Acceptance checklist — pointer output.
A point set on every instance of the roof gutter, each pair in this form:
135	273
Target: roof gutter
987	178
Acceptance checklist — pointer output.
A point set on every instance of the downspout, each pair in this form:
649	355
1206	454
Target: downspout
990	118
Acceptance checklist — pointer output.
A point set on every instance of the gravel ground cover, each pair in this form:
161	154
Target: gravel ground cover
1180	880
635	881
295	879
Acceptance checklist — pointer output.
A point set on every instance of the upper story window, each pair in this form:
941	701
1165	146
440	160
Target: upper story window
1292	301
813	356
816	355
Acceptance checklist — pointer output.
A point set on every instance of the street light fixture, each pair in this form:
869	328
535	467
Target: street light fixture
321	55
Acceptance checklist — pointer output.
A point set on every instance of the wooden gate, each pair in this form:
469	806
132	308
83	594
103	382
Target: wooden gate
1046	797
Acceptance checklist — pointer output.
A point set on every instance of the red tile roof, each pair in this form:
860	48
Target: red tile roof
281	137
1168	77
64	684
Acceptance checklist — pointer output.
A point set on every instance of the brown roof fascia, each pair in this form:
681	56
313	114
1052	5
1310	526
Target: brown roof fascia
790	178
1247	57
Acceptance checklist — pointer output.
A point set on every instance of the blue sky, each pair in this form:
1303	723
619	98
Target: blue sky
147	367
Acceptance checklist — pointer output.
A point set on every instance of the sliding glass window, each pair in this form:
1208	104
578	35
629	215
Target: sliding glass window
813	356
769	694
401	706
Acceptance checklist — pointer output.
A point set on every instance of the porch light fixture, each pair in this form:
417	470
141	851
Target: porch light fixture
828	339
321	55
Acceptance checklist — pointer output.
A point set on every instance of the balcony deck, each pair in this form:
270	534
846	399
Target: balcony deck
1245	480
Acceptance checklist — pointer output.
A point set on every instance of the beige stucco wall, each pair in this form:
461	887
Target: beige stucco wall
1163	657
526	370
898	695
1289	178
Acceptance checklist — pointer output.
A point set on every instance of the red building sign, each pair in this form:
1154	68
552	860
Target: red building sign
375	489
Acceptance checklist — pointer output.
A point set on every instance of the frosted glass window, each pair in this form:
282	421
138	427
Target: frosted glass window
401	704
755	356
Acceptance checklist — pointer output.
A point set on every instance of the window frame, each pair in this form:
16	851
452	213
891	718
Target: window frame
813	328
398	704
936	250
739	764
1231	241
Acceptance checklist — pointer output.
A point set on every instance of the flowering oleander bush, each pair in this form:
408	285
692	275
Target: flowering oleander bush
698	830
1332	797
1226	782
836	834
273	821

------------------------------

Task:
Transcribe every entry verbatim.

Answer to this exercise:
Acceptance checklist — pointer output.
A point set on every instance of the roof gutter, each pair in this form:
135	273
Target: roof gutter
987	178
Acceptance checklist — pointer output.
A point set on every instance of the downspout, each pair in this form:
649	355
1206	454
Target: downspout
990	118
Acceptance checklist — pointer output.
A point set on every instance of the gravel ground cover, each pair in this form:
161	154
Target: gravel ground cover
1180	880
635	881
295	879
Acceptance checklist — pointer output.
A point set on every instance of the upper story window, each pair in this form:
941	701
1165	146
440	160
Target: upper story window
1292	301
813	356
816	355
Acceptance checklist — pointer output.
A point set on every instance of the street light fixture, each pair in this form:
869	328
535	467
Target: street light fixture
321	55
Acceptance checklist — pointer output.
A point set on every instance of the wooden gate, each pair in this form:
469	806
132	308
83	594
103	382
Target: wooden gate
1046	797
Acceptance checklist — pointer output.
A point set on every instance of the red tile roof, each pair in this form:
860	48
Target: red tile roof
281	137
1168	77
64	684
Acceptance checklist — pointer output.
A point set on every instance of the brown roof fascia, each pair in this form:
681	56
313	114
1052	5
1310	526
Target: brown roof fascia
790	178
1247	57
Acceptance checklist — pointer output.
A point set on every instance of the blue sky, each pair in this form:
1303	723
619	98
Target: blue sky
147	367
Acceptance checklist — pointer output.
A point set on every instance of the sliding glass window, each pair in this form:
1208	104
578	35
629	215
Target: sliding glass window
813	356
769	694
401	706
Acceptance checklist — pointer output.
A point set on every instance of the porch light fixture, each pair in this form:
417	470
141	851
Target: porch light fixture
828	339
321	55
Acceptance checklist — pointer output.
A point set on every instance of the balcony deck, each pair in this form:
270	534
846	399
Target: balcony deck
1245	480
Acceptance checklist — pointer output.
A point set on every instance of the beige stucco wall, each pair in this form:
461	887
Target: beige stucco wall
1163	657
526	370
898	695
1289	178
Acceptance checklist — pointer output.
A point set on every instance of the red building sign, each pair in this form:
1154	68
552	860
Target: red building sign
375	489
Acceptance checklist — pointer output.
A point set on every instance of the frosted glass window, each pair in this form:
282	421
138	427
Target: frosted glass window
401	704
755	356
Acceptance checklist — pointer output.
A point set on every instance of the window frame, each pair in this form:
16	851
452	213
891	718
Target: window frame
813	328
398	704
936	250
739	764
1231	241
Acceptance checklist — pointer output.
A point set on every instance of the flowering oleander bush, each pair in this form:
408	285
692	275
Target: flowering oleander bush
698	830
1332	797
1226	782
836	834
273	821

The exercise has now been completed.